Extracted records
================================
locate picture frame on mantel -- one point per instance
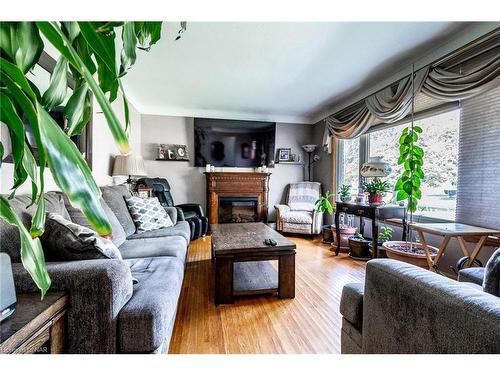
(284, 154)
(172, 152)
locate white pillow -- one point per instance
(148, 214)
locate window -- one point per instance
(439, 140)
(349, 173)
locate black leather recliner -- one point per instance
(190, 212)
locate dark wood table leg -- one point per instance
(337, 231)
(374, 237)
(286, 276)
(224, 280)
(405, 226)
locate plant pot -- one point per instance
(345, 233)
(375, 199)
(400, 250)
(380, 250)
(359, 249)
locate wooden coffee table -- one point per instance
(241, 262)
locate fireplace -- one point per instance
(238, 209)
(237, 197)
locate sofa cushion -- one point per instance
(298, 217)
(174, 246)
(491, 283)
(351, 303)
(179, 229)
(78, 217)
(10, 242)
(115, 196)
(148, 214)
(145, 323)
(64, 240)
(471, 275)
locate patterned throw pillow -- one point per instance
(148, 214)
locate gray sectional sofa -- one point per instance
(405, 309)
(109, 313)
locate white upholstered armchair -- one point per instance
(298, 214)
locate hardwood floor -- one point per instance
(310, 323)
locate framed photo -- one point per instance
(162, 151)
(180, 152)
(143, 192)
(284, 154)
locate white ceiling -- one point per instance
(284, 72)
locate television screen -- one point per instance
(233, 143)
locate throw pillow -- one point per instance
(64, 240)
(148, 214)
(491, 282)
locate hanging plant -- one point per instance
(412, 158)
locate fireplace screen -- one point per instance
(237, 209)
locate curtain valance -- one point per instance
(439, 82)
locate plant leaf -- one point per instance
(9, 117)
(102, 45)
(22, 43)
(57, 38)
(148, 33)
(77, 110)
(31, 249)
(56, 93)
(402, 195)
(71, 172)
(128, 54)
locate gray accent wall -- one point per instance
(188, 182)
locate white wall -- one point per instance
(188, 182)
(103, 151)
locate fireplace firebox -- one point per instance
(238, 209)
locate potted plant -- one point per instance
(345, 193)
(323, 204)
(359, 247)
(376, 190)
(87, 50)
(408, 188)
(384, 236)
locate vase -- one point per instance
(375, 199)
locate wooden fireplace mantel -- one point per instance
(237, 184)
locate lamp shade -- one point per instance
(375, 167)
(129, 165)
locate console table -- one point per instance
(37, 326)
(374, 213)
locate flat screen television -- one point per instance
(234, 143)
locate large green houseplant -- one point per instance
(87, 50)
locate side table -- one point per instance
(37, 326)
(449, 231)
(375, 213)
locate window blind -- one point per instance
(478, 190)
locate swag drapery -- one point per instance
(395, 102)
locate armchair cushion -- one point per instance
(281, 208)
(297, 217)
(302, 195)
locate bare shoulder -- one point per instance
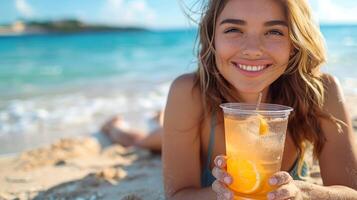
(339, 147)
(333, 93)
(184, 102)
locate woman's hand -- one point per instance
(286, 187)
(222, 179)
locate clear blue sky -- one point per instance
(148, 13)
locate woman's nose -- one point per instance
(252, 47)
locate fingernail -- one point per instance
(271, 196)
(273, 181)
(227, 195)
(227, 180)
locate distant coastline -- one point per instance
(59, 26)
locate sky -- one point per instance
(157, 14)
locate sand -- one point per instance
(88, 168)
(78, 168)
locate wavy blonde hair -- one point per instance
(300, 87)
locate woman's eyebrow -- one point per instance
(242, 22)
(276, 22)
(233, 21)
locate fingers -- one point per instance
(280, 178)
(222, 176)
(220, 161)
(284, 192)
(222, 191)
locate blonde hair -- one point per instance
(300, 87)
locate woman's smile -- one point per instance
(251, 68)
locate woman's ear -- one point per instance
(293, 52)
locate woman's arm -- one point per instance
(181, 142)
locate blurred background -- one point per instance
(67, 66)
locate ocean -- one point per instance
(61, 85)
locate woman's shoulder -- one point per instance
(185, 84)
(184, 95)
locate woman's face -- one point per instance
(252, 44)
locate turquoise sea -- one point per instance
(68, 84)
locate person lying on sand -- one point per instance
(115, 130)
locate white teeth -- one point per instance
(251, 68)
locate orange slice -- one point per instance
(247, 178)
(264, 127)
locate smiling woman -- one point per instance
(248, 48)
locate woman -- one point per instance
(248, 47)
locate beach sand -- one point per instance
(88, 168)
(78, 168)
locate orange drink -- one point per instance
(254, 146)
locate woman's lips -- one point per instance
(251, 70)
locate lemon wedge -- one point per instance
(264, 127)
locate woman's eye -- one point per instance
(232, 30)
(275, 32)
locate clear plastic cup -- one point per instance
(255, 139)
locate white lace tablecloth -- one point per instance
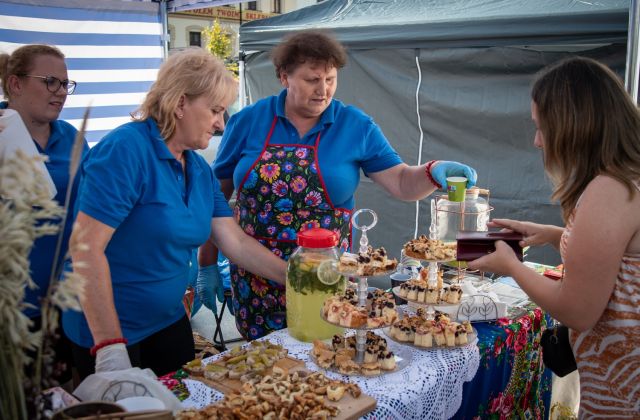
(429, 388)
================================
# Exercise directions
Once the line containing "locate woman's ear -- one point per instance" is found, transcribe it and every line after it to the end of the records, exactly and with no pictures.

# Task output
locate woman's ear -- one point per instance
(293, 52)
locate woman's arm -- one point per instance
(181, 142)
locate blurred background -- one point per instance
(67, 66)
locate ocean -- one point per instance
(61, 85)
locate woman's shoulder -- one point per instance
(185, 84)
(184, 95)
locate woman's face -- one point per instance
(252, 44)
locate turquoise sea -- one point per instance
(68, 84)
locate person lying on sand -- one point per instance
(115, 130)
locate white teeth -- one point per instance
(251, 68)
locate orange slice -- one point per instance
(247, 178)
(264, 127)
locate smiling woman -- one point per instance
(248, 48)
locate woman -- one point per instance
(248, 47)
locate beach sand -- one point per instance
(88, 168)
(78, 168)
locate orange drink -- one point per instance
(254, 146)
locate woman's lips -- one point per instance
(251, 70)
locate lemon wedge -- one point per instance
(264, 127)
locate woman's eye -- one point per instance
(232, 30)
(275, 32)
locate clear plastic cup -- one point per instance
(255, 139)
locate white lace tablecloth -- one point per instance
(429, 388)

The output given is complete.